TASK TO COMPLETE
Every record here needs to be duplicated exactly.

Point localization data
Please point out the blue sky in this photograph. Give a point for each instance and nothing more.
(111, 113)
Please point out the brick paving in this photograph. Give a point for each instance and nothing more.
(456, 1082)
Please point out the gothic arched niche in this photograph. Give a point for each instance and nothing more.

OUTPUT FOR THIS EXERCISE
Please point out the blue sky in this photograph. Give a point for each instance and nothing more.
(111, 113)
Please point out the brick paving in this photograph. Give a point for each instance and nothing more.
(456, 1082)
Please point out the gothic arched niche in this photograph. Give a point for each instance and nothing more.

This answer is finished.